Render as a numbered list, with blank lines left out, the lines of the listing below from the one containing "Where can you spot the church" through the end of the listing, both ends included.

.....

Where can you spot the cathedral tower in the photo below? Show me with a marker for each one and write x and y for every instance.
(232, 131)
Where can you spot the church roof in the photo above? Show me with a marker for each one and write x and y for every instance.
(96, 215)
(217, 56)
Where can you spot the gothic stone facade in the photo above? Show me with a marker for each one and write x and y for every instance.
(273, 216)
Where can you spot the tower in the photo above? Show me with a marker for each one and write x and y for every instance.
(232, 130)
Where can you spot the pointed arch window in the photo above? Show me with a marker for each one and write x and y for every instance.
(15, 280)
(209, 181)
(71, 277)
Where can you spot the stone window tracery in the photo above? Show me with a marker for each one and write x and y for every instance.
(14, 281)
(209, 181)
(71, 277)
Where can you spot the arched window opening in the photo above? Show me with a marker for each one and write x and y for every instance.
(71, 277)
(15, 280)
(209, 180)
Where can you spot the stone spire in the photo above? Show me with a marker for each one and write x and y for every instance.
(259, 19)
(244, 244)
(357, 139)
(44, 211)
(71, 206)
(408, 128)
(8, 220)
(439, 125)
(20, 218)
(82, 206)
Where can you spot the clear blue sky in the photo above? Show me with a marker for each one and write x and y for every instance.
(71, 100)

.....

* _Final result_:
1. Where can you spot the church roof in the photo above? Show me with a marker for each one and write x and y for every instance.
2. (96, 215)
3. (217, 56)
4. Where can you spot the gothic stone facade in the photo above? Show me with a marker for each one and write x and y for every instance.
5. (273, 216)
6. Where can you spot the tower in the photo above? Show me with a marker for each one and write x and y for every instance.
7. (232, 130)
8. Where can you spot the pointed arch window in the photo above? Show me with a marker for each one and write x and y for every instance.
9. (15, 280)
10. (209, 181)
11. (71, 277)
12. Where can you spot the stone window tracery in the photo above? Show me with a marker for each one and write x and y for every instance.
13. (14, 281)
14. (209, 181)
15. (71, 277)
16. Where can you spot the arched window opening in the photo above? Show me with a marker for each one and write x and y for every instance.
17. (71, 277)
18. (15, 280)
19. (209, 180)
20. Where can you spot the stone spire in the photo above? Show me with a marker for each one and write x and y for every instance.
21. (259, 19)
22. (244, 244)
23. (357, 139)
24. (44, 211)
25. (71, 206)
26. (408, 128)
27. (8, 220)
28. (439, 125)
29. (20, 218)
30. (82, 206)
31. Where can you spot the clear blue sky in the photo above? Show me with a marker for each one and write x and y for every instance.
32. (71, 100)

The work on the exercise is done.